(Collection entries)
— Start —

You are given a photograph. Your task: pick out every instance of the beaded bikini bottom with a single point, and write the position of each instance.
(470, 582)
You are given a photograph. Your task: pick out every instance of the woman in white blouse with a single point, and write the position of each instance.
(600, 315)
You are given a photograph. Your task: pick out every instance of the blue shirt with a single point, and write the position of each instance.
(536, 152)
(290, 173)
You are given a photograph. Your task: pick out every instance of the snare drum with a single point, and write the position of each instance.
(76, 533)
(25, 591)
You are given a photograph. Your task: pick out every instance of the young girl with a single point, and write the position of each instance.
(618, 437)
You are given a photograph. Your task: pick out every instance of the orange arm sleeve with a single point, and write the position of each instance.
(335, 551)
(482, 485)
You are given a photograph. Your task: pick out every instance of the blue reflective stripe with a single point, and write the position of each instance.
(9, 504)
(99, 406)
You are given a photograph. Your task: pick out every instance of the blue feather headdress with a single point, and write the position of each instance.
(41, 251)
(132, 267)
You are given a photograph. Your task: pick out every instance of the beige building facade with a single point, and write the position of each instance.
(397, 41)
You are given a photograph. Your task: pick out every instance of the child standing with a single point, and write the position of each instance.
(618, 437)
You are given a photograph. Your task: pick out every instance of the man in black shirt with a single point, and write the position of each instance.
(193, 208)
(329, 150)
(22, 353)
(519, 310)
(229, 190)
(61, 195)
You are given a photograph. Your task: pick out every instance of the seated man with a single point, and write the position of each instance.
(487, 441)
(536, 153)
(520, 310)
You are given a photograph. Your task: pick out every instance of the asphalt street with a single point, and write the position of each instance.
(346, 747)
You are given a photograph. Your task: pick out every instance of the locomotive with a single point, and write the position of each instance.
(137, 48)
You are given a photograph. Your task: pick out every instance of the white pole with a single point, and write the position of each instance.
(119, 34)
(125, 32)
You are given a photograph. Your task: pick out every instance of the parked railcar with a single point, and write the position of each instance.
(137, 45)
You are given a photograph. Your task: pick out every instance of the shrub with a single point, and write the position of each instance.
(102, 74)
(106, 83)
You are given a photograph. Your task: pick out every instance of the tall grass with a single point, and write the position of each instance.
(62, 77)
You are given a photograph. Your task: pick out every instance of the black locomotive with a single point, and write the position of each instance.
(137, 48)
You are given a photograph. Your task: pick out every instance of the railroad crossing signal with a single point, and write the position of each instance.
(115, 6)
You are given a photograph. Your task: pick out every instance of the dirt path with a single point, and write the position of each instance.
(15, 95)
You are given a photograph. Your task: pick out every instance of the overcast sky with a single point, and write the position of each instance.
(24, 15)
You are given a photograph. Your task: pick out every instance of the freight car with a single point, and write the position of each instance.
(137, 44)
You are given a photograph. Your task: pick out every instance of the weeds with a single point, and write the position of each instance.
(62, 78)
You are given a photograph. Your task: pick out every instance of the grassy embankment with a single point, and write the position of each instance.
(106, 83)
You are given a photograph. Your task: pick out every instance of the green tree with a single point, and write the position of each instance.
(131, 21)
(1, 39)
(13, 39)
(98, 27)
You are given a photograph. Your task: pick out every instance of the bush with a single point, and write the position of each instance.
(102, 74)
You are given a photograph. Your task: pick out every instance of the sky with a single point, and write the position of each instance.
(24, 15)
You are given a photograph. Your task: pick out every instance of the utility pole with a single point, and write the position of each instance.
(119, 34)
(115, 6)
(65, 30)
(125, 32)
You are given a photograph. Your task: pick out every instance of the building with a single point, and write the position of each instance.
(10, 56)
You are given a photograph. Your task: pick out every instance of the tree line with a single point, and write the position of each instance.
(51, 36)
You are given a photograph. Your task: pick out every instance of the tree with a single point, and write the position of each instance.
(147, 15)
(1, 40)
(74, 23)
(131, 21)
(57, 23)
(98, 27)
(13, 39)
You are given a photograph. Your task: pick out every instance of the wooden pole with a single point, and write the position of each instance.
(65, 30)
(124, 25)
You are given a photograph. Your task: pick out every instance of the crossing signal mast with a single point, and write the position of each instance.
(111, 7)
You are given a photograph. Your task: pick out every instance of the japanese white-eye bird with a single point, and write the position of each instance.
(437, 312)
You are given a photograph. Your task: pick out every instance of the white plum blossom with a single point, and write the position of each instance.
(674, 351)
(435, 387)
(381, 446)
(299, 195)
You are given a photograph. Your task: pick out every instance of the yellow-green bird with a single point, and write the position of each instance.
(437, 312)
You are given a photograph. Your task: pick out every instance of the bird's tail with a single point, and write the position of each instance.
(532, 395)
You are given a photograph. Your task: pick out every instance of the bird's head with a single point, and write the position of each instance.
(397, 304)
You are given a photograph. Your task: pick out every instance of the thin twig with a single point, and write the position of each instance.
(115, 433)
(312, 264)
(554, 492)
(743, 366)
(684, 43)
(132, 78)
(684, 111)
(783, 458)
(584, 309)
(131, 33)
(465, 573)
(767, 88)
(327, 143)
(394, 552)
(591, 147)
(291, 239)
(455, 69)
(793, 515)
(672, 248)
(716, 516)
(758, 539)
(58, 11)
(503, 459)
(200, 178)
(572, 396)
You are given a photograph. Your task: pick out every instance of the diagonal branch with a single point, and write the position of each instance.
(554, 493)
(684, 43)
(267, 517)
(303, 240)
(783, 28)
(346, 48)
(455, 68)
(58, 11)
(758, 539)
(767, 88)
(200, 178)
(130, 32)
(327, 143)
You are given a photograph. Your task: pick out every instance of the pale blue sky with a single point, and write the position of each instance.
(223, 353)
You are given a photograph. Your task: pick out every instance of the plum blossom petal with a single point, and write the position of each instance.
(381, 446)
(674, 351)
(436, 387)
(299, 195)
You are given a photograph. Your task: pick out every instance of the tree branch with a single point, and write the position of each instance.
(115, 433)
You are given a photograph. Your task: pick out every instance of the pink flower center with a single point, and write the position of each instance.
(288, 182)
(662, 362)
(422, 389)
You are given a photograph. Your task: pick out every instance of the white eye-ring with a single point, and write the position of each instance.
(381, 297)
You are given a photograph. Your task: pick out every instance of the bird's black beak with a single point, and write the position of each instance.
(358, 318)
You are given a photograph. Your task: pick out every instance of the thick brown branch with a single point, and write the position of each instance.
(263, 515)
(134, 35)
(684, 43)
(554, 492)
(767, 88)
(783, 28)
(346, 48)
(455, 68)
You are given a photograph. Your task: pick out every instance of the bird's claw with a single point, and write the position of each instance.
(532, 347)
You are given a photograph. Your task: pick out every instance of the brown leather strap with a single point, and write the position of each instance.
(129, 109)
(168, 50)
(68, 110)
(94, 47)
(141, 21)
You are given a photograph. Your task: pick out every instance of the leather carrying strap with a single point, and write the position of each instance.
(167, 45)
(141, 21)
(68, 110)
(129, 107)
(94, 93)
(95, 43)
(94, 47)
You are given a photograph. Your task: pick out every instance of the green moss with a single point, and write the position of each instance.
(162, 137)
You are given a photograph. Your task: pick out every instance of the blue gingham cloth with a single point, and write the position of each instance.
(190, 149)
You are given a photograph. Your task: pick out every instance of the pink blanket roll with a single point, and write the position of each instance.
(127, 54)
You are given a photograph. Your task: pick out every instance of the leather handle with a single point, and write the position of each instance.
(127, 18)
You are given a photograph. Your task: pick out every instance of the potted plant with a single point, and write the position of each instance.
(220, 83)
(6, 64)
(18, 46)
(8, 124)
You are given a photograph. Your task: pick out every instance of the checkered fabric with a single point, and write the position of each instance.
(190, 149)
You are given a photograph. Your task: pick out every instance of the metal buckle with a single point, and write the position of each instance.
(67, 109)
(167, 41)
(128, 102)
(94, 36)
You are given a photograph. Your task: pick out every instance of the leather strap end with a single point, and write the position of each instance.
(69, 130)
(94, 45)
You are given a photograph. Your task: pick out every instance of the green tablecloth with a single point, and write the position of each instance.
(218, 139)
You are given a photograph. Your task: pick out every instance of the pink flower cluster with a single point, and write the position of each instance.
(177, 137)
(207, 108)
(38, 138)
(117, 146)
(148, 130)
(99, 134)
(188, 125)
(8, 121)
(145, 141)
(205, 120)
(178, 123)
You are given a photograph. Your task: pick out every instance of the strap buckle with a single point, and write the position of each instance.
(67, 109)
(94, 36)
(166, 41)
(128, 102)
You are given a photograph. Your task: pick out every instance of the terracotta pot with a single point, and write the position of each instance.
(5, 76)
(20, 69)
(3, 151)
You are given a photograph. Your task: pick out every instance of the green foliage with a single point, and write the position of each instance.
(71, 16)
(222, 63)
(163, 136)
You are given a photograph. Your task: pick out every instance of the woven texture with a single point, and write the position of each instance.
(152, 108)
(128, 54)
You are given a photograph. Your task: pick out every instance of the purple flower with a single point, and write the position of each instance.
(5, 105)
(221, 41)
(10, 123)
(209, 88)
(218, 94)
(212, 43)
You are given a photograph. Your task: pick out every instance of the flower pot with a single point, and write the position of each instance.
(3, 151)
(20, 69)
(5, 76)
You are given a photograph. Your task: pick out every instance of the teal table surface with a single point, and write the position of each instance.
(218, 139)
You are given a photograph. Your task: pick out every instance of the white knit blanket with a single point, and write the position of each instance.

— End —

■ PROMPT ■
Only the lines from the one holding "pink flower cluster" through the end of the listing should be given again, exactly and with both ends included.

■ TASK SOLUTION ■
You are given a photograph. Your task: pick out every instance of the pink flower cluster with a single point, and write the position of each instance.
(177, 137)
(207, 108)
(38, 138)
(117, 146)
(148, 130)
(99, 134)
(188, 125)
(8, 121)
(145, 141)
(205, 120)
(178, 123)
You are given a photograph. Your task: pick out every instance of the strap buckle with a single point, and write the position of each instance.
(67, 109)
(94, 36)
(166, 41)
(128, 102)
You are given a photograph. Your task: pick out every instance of the terracotta pot with a single point, and write the position of each instance.
(5, 76)
(20, 69)
(3, 151)
You are given a photograph. Your task: pick out every instance of the green foliage with a single point, and write the position of each instance.
(71, 16)
(222, 63)
(163, 136)
You are given a photograph. Your task: pick out every instance of the woven texture with a single point, and write the position of each instance.
(152, 108)
(128, 54)
You are given a photograph. Your task: pick out every instance of the purple flower with a single point, and write the position of each instance.
(5, 105)
(221, 41)
(10, 123)
(209, 88)
(218, 94)
(212, 43)
You are given a photograph. Your task: pick out every instance of the flower pot with a single point, and write the position of each instance.
(3, 151)
(20, 69)
(5, 76)
You are given a photograph. Your task: pick out every instance of the teal table surface with a single point, and write the position of each instance.
(218, 139)
You are given a photograph. Your task: pick out every instance of the white knit blanket with a single point, and write the position of each instance.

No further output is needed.